**Quoted text**
•••

Friday, August 19, 2016

Sharing the Son Means Leaving the Shade

by Sally Matheny

Enthusiasm fresh as the morning
My enthusiasm was fresh the morning we began serving a meal at the project. People slowly filtered into the commons area. My cheerful greetings were not returned. Instantly, I sensed a divide greater than the table of food between us. They had come for the food. Nothing else.

An inexplicable heaviness stifled conversations. Icy silence, as well as sharp tongues, severed most attempts of interaction. It was obvious. We were not welcome.
                        
After helping distribute the food, I retreated under the outstretched branches of a tree, thankful that I’d thought to bring a lawn chair. It provided a secure place to perch and watch the crowd. Most of the missions team stayed under the shady tent. Two or three pastors mingled and tried to chisel out conversations.

Then I saw her.

A young woman, probably in her early twenties, stood off to the side, alone. She was looking around as if searching for something, or someone.

I hesitated. The last woman I had approached, gruffly informed me she was waiting on someone. Perhaps this young woman was waiting as well.

Yet, she continued to stand there, sweat flowing down her face. She hugged her drink and chips in one arm and her hamburger in the other. What was she looking for?

•••

**Entries shown**
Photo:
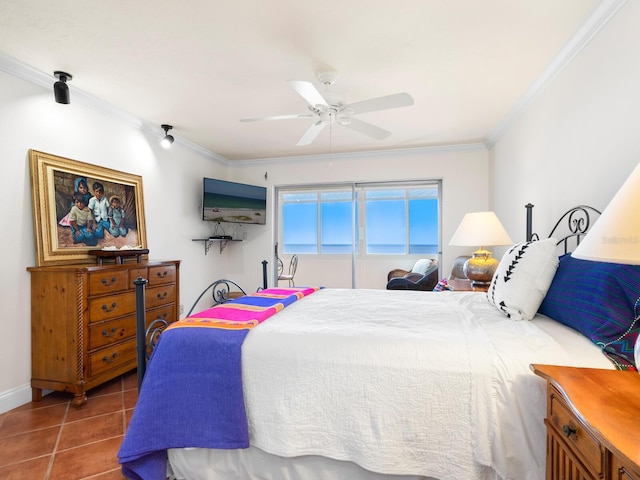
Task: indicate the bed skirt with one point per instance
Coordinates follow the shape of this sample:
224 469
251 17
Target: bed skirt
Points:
198 464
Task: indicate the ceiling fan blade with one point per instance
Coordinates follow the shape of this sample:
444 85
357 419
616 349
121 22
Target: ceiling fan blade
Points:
311 134
310 93
278 117
380 103
366 128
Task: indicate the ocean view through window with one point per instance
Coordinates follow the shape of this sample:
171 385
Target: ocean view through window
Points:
394 218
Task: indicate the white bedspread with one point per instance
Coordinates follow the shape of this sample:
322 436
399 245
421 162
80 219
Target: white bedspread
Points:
414 383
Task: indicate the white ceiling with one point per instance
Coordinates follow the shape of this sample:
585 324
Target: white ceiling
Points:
201 66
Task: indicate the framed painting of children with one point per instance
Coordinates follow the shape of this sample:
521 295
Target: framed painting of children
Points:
78 207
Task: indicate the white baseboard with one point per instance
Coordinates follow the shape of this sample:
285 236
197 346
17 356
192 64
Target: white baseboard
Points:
14 398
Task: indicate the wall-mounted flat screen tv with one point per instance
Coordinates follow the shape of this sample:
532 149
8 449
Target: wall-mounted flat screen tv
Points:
232 202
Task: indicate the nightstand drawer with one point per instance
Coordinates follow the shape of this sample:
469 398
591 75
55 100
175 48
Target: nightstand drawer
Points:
586 447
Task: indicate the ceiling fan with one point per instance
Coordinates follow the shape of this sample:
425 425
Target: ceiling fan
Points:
325 109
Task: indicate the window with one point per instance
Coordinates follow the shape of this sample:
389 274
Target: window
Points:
392 218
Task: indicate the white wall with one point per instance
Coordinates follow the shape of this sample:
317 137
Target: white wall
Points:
579 139
172 183
464 174
172 180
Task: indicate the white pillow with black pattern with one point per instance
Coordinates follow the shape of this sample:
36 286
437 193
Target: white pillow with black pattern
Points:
523 278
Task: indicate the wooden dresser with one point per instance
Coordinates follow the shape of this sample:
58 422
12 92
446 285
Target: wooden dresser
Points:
83 321
593 423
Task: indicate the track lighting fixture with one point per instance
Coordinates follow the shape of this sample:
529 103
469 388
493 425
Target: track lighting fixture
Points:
168 139
60 88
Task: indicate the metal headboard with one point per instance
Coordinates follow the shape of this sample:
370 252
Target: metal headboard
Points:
569 229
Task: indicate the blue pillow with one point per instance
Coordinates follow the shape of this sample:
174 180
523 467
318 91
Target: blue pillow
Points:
598 300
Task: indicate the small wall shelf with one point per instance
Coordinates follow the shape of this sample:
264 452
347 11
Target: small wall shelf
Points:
210 241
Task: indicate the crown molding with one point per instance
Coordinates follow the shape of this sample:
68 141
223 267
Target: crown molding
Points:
598 18
29 74
360 154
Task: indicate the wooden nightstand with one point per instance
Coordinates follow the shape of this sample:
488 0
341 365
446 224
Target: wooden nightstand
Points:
593 423
461 285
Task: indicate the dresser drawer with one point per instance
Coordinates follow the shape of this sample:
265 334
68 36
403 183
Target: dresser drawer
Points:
109 281
162 274
582 443
112 357
156 296
106 333
111 306
621 470
137 272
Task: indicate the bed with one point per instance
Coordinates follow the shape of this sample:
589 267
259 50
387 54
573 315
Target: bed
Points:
376 384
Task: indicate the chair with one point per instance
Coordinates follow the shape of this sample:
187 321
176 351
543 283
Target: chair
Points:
293 266
423 276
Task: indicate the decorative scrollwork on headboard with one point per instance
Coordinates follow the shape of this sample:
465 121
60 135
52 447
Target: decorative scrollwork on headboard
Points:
570 228
220 291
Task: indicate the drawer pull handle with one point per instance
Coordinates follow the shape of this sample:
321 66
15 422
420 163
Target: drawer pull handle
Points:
570 430
106 308
110 360
107 334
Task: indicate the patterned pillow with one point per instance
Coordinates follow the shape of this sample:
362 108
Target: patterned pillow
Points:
523 277
599 300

•••

**What you have to do**
In the account of serving a meal at the project, copy the stretch from "Then I saw her." through "waiting as well.", substituting "young lady" for "young woman".

**Result**
Then I saw her.

A young lady, probably in her early twenties, stood off to the side, alone. She was looking around as if searching for something, or someone.

I hesitated. The last woman I had approached, gruffly informed me she was waiting on someone. Perhaps this young lady was waiting as well.